▸ **AUFGABE**: Schreibe den Artikel über die Ausladung Léopold Lamberts durch die ETH Zürich weiter und setze direkt nach seinem letzten Satz an.

▸ **TEXTAUSZUG**:
Die ETH Zürich lädt den Hamas-Unterstützer Léopold Lambert aus – weil er sich nicht glaubhaft von Gewalt distanziere

Radikale Israel-Hasser sorgen im Architekturdepartement für Unruhe. Die Leitung der ETH wirkt im Umgang mit dem antisemitisch gefärbtem Aktivismus überfordert.

Lucien Scherrer 4 min
Drucken
Mangelnde Empathie gegenüber israelischen Opfern ist derzeit nicht das einzige Problem im Architekturdepartement der ETH Zürich.

Mangelnde Empathie gegenüber israelischen Opfern ist derzeit nicht das einzige Problem im Architekturdepartement der ETH Zürich.

«Schön, wie eine zerstörte Gefängnistür», fand er die Bilder von Baggern, die am 7. Oktober israelische Grenzzäune zerstörten – und den Mördern und Vergewaltigern der Hamas den Weg ebneten für das grösste Massaker an Juden nach dem Zweiten Weltkrieg. Der französische Architekt und linke Politaktivist Léopold Lambert macht in den sozialen Netzwerken kein Geheimnis aus seinem Hass auf Israel, seinen Sympathien für die Hamas und seiner Verachtung für deren Geiseln, die er höhnisch «Siedler» nennt.

▸ **ERFASSTE DATEN**:
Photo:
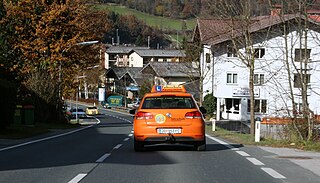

▸ **LÖSUNG**:
Ebendieser Mann sollte am 10. April an der ETH Zürich einen Vortrag halten zum Thema «Siedlerkolonialismus» in Palästina. Der Vortrag war als offizielle Lehrveranstaltung der ETH angekündigt, organisiert von Studenten. Nun hat die Schulleitung der ETH unter dem Präsidenten Joël Mesot entschieden, das Referat abzusagen, wie sie am Dienstagabend mitgeteilt hat. Dies unter anderem, weil unklar geblieben sei, ob Lambert «bereit ist, sich glaubhaft und genügend explizit von Gewalt zu distanzieren».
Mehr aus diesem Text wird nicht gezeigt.